> _Required action_: Begin at the line that contains "Can you see the stone" and repeat every line from there to the end of the records below, inclusive, without adding any other line.

--*--

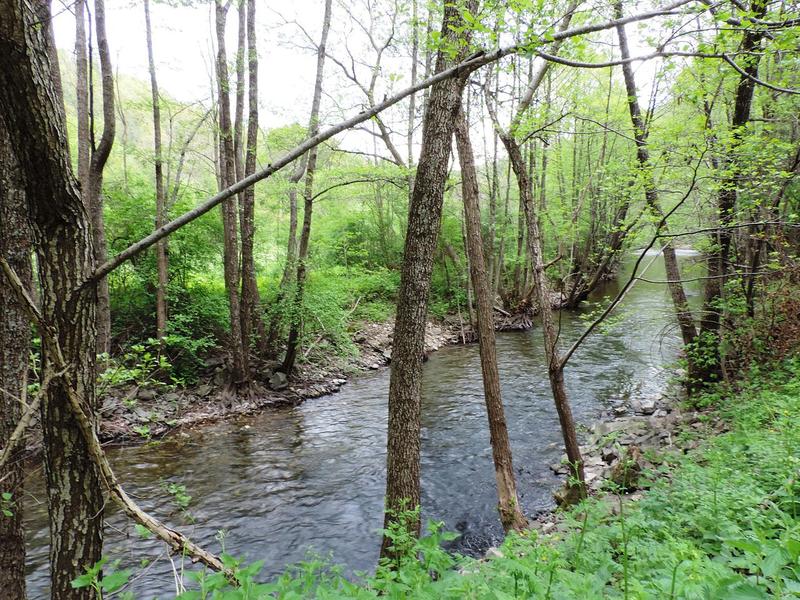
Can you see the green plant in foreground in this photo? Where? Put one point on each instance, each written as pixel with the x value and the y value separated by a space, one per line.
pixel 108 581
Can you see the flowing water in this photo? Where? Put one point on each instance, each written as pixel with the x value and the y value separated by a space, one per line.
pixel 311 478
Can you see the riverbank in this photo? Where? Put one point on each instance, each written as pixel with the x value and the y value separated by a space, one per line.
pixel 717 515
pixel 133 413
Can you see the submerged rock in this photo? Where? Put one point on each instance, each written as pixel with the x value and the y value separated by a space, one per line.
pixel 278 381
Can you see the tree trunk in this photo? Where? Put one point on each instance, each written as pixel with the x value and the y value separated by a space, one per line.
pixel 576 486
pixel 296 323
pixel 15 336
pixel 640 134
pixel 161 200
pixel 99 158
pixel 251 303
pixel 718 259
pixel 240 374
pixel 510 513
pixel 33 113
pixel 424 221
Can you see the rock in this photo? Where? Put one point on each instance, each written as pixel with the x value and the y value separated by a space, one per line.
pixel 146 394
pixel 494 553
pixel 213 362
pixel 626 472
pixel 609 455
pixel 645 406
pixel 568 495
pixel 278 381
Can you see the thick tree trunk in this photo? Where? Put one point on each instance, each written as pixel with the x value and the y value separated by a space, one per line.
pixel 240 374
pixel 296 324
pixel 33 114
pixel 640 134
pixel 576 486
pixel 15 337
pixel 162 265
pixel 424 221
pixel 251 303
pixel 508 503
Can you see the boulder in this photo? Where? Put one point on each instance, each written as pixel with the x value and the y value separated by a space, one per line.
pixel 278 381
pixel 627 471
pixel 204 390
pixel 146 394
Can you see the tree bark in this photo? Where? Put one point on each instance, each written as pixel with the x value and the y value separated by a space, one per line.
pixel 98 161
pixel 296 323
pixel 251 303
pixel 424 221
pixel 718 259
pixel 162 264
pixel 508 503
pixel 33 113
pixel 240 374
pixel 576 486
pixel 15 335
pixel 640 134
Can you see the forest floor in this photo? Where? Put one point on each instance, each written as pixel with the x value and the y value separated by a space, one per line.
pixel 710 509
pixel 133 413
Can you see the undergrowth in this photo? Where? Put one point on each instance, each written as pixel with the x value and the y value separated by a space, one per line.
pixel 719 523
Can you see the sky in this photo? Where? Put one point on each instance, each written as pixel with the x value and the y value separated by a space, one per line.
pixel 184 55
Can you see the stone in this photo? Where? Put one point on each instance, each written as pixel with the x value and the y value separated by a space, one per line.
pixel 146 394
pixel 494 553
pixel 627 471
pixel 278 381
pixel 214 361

--*--

> _Your response_:
Can you see the stone in this photo? Where? Put one point on each instance, each written as pixel with the x value and the y value separated by a space, one per line.
pixel 146 394
pixel 494 553
pixel 627 471
pixel 278 381
pixel 214 361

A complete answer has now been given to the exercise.